Required task
Reproduce every line of the listing below verbatim, with no changes.

[Rows from a dataset of box labels]
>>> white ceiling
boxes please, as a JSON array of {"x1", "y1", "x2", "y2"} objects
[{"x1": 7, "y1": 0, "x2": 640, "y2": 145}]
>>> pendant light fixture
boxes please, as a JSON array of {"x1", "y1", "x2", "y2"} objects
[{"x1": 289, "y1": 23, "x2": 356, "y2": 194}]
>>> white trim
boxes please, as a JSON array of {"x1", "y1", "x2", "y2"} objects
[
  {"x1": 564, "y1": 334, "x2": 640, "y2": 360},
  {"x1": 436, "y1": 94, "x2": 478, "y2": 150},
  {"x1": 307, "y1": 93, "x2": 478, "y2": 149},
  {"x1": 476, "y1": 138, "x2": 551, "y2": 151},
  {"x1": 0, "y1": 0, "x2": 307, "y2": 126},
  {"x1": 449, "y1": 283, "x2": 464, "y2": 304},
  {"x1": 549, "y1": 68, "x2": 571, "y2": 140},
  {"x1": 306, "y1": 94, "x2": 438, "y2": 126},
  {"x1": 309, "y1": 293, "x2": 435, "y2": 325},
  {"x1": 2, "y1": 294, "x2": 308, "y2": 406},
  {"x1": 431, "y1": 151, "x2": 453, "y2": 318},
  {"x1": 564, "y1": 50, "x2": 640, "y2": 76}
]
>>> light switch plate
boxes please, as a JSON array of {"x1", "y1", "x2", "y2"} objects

Complete output
>>> white ceiling
boxes please, as a JSON array of {"x1", "y1", "x2", "y2"} objects
[{"x1": 7, "y1": 0, "x2": 640, "y2": 145}]
>>> pendant light fixture
boxes please, as a JSON array of {"x1", "y1", "x2", "y2"} objects
[{"x1": 289, "y1": 23, "x2": 356, "y2": 194}]
>>> white trim
boxes please, as a JSON array of {"x1", "y1", "x2", "y2"} objects
[
  {"x1": 564, "y1": 334, "x2": 640, "y2": 360},
  {"x1": 436, "y1": 94, "x2": 478, "y2": 150},
  {"x1": 307, "y1": 93, "x2": 478, "y2": 149},
  {"x1": 476, "y1": 138, "x2": 551, "y2": 151},
  {"x1": 0, "y1": 0, "x2": 307, "y2": 126},
  {"x1": 449, "y1": 283, "x2": 464, "y2": 304},
  {"x1": 549, "y1": 68, "x2": 571, "y2": 140},
  {"x1": 306, "y1": 94, "x2": 438, "y2": 126},
  {"x1": 309, "y1": 293, "x2": 435, "y2": 325},
  {"x1": 2, "y1": 294, "x2": 308, "y2": 406},
  {"x1": 431, "y1": 151, "x2": 453, "y2": 318},
  {"x1": 564, "y1": 50, "x2": 640, "y2": 76}
]
>>> light switch plate
boxes please, as a JSON array of {"x1", "y1", "x2", "y2"} objects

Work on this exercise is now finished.